▸ Short problem
Treat the line containing "Q: Pick out each instance of the brick wall" as the first line and the final line of the material below as the last; reproduce that range exactly.

Data entries:
--*--

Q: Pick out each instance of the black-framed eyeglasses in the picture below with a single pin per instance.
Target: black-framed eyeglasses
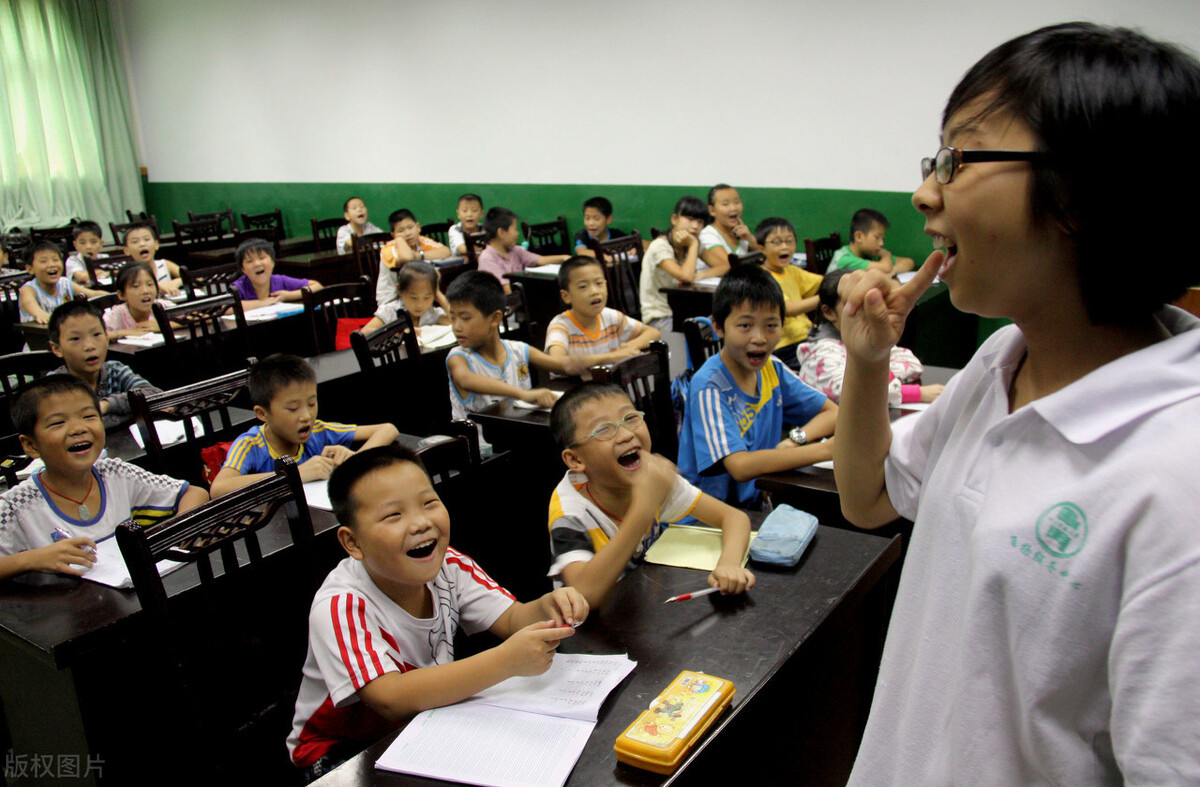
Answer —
(947, 161)
(609, 430)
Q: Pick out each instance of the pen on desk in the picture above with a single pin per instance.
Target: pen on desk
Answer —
(695, 594)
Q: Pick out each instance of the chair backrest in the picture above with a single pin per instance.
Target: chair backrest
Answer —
(270, 235)
(324, 233)
(750, 258)
(647, 379)
(819, 252)
(217, 526)
(517, 319)
(199, 235)
(333, 302)
(366, 252)
(438, 232)
(223, 218)
(623, 270)
(207, 282)
(16, 370)
(475, 244)
(107, 265)
(209, 402)
(211, 346)
(547, 238)
(701, 340)
(273, 221)
(391, 344)
(120, 229)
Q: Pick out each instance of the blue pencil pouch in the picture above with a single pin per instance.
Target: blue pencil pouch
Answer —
(784, 536)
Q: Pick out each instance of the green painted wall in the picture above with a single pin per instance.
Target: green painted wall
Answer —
(814, 211)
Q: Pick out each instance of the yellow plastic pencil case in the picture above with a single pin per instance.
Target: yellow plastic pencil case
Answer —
(665, 733)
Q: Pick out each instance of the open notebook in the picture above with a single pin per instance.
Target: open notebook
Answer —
(522, 732)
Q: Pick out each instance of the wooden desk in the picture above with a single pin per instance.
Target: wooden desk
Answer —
(328, 268)
(802, 648)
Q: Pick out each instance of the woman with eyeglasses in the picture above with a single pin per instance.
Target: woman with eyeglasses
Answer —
(1048, 619)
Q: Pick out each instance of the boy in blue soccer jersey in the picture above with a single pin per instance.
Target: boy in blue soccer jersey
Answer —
(283, 391)
(739, 400)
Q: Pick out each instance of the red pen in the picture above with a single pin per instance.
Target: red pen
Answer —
(695, 594)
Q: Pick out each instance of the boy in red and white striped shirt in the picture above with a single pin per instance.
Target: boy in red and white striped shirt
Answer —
(382, 625)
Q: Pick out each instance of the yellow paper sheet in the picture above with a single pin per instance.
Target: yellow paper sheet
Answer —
(690, 547)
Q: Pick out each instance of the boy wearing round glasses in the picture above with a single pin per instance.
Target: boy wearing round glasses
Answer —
(1044, 630)
(617, 498)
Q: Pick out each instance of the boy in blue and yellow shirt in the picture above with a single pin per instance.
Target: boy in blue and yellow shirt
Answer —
(283, 391)
(739, 400)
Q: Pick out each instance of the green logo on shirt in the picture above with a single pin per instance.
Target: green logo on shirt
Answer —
(1062, 529)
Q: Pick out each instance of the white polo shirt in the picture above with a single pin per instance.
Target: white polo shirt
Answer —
(1047, 628)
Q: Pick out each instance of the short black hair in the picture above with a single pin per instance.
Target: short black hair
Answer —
(742, 284)
(498, 218)
(415, 271)
(691, 208)
(273, 373)
(479, 289)
(87, 227)
(41, 246)
(397, 216)
(129, 272)
(125, 238)
(66, 310)
(712, 192)
(864, 221)
(767, 226)
(599, 203)
(250, 245)
(354, 468)
(1091, 95)
(29, 398)
(562, 415)
(574, 264)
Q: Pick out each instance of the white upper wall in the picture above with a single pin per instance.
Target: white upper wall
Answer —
(769, 92)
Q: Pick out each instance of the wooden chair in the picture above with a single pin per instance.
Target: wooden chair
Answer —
(647, 379)
(108, 265)
(11, 338)
(270, 235)
(232, 648)
(438, 232)
(209, 347)
(210, 402)
(16, 370)
(517, 320)
(324, 234)
(207, 282)
(751, 258)
(199, 235)
(701, 340)
(623, 271)
(475, 244)
(273, 221)
(330, 304)
(223, 218)
(819, 252)
(120, 229)
(366, 252)
(547, 238)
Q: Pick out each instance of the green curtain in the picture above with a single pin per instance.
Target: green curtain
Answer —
(66, 139)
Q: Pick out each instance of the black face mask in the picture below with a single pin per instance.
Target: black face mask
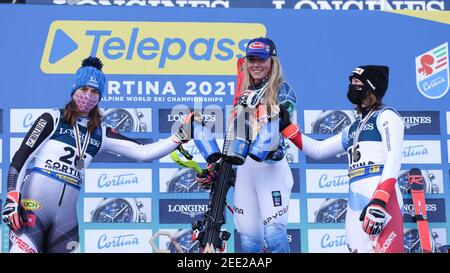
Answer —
(356, 93)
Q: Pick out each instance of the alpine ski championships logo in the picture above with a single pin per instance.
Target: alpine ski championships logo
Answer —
(432, 72)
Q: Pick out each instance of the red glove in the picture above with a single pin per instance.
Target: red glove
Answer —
(374, 214)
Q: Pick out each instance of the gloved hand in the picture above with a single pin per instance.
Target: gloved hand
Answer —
(184, 133)
(374, 214)
(208, 176)
(14, 214)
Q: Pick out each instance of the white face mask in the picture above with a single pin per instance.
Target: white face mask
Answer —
(85, 101)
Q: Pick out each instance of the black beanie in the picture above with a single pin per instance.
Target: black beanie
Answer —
(374, 77)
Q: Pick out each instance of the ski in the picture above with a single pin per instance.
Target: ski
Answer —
(416, 183)
(208, 232)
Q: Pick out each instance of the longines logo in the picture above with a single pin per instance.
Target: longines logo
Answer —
(409, 208)
(188, 209)
(171, 119)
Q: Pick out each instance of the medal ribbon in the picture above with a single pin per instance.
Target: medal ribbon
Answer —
(81, 149)
(359, 129)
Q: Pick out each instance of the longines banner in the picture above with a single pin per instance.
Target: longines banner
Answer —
(160, 61)
(276, 4)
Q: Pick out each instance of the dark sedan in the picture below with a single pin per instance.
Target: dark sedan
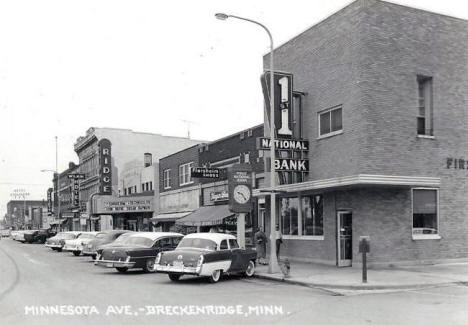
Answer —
(91, 249)
(138, 251)
(208, 255)
(58, 241)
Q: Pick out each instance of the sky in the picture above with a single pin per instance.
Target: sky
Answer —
(66, 66)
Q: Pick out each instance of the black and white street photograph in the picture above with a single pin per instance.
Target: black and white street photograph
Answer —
(234, 162)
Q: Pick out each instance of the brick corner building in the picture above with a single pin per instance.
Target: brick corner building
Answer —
(385, 112)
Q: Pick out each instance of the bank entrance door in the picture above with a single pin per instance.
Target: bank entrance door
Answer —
(345, 238)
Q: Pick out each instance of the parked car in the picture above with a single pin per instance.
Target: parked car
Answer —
(76, 245)
(5, 233)
(138, 251)
(39, 236)
(103, 238)
(17, 235)
(21, 234)
(58, 241)
(208, 255)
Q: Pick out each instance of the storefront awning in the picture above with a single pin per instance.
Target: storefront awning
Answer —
(170, 216)
(206, 216)
(354, 181)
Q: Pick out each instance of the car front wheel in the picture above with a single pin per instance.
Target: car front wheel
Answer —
(174, 277)
(215, 276)
(250, 269)
(149, 266)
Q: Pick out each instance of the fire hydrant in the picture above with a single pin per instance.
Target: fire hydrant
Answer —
(286, 268)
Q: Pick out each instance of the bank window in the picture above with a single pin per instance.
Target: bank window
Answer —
(425, 108)
(184, 173)
(330, 122)
(288, 216)
(425, 213)
(312, 215)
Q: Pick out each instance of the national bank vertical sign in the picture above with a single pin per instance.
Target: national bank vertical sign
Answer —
(49, 201)
(283, 86)
(290, 150)
(105, 165)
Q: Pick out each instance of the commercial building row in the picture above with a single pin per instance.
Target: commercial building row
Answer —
(376, 100)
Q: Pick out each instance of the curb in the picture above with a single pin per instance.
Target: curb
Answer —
(356, 287)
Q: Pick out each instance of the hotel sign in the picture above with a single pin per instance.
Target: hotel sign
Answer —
(105, 165)
(76, 188)
(203, 172)
(283, 144)
(49, 201)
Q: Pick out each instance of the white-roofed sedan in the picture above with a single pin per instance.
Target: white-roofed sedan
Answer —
(138, 251)
(208, 255)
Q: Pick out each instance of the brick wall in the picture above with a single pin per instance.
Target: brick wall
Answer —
(173, 162)
(366, 58)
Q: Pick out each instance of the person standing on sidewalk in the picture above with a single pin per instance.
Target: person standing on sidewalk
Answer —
(260, 245)
(279, 240)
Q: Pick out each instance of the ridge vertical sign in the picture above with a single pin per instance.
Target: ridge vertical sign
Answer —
(105, 165)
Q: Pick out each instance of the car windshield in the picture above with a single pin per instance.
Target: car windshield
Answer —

--*--

▸ Reply to the task
Q: Pick out each instance of the brick wall in the picture above with a single pin per instance.
Target: brick wall
Answer —
(173, 162)
(366, 58)
Q: Pick out each instance of the person standing on sidewalk in the picture above with a single pin per instance.
Target: person standing on sidewalk
Answer —
(260, 245)
(279, 240)
Q: Pick out each instance of the ridge vertical sign in the picture above with a single pin per instance.
Target: ridge vertical sign
Answer —
(105, 165)
Q: Pick out each instance of the car windshield in the picture above with a single pin per instance.
Target: car windshield
Answer —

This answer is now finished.